#### TEXT BLOCK

The main objective of this work is to enhance the selectivity of the e-Nose system while minimizing the number of physical sensors needed to fabricate. To achieve this, the performance of the proposed HSAs and VSAs is evaluated based on their ability to distinguish between three target compounds in this proof-of-concept study. Scatter plots are a common approach for assessing the selectivity as they visually represent data points from the measurement system and help evaluate its ability to discriminate between different compounds. In this work, the scatter plots of the multivariate data recorded from both the VSA and HSA configurations are created by employing Principal Component Analysis (PCA). PCA reduces the dimensionality of complex datasets, making it easier to visualize patterns and differences in sensor responses. The generated data are further examined in the present work using a Linear Discriminant Analysis (LDA) model to emulate the e-Nose system. This is a supervised learning algorithm to differentiate between the compounds. LDA is chosen for its proven effectiveness in VOC selectivity and discrimination, as supported by previous studies [23]. In this study, all multivariate data analysis for the MSA, VSAs, and HSA is performed using MATLAB version 9.14.

########
#### DATA SUPPLIED

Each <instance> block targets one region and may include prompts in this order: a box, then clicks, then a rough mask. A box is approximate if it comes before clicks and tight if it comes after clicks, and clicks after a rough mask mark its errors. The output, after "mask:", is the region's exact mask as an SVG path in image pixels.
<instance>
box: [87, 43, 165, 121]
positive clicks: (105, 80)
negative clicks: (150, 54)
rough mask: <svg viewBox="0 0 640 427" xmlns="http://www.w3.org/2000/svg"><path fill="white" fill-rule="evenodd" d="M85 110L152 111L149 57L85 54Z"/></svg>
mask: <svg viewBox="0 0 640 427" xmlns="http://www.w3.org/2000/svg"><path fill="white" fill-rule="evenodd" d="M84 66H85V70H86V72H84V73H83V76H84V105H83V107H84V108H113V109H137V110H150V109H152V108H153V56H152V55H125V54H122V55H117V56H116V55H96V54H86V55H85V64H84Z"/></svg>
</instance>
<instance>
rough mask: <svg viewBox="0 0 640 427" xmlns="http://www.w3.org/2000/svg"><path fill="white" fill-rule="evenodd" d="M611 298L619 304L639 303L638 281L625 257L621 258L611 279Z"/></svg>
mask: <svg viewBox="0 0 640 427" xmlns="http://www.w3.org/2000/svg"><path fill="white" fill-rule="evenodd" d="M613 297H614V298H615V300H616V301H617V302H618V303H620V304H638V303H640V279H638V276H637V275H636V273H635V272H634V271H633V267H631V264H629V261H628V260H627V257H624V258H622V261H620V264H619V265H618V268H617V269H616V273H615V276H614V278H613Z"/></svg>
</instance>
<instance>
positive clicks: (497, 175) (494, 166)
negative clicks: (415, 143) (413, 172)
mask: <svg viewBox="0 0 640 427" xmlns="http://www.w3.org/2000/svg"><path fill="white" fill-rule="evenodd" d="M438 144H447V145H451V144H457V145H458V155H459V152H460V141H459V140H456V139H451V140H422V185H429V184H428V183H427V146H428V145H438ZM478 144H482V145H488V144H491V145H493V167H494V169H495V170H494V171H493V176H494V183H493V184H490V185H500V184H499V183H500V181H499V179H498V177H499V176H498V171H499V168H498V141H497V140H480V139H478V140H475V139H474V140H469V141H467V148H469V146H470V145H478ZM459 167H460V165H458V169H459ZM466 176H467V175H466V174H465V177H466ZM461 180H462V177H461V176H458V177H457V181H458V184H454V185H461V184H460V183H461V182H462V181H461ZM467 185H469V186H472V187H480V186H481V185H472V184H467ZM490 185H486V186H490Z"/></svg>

########

## WORK REQUEST
According to the e-Nose passage, which software was used for the multivariate data analysis of the MSA, VSAs, and HSA? Draw only on the e-Nose passage, not on the rows.

## FINAL ANSWER
MATLAB version 9.14.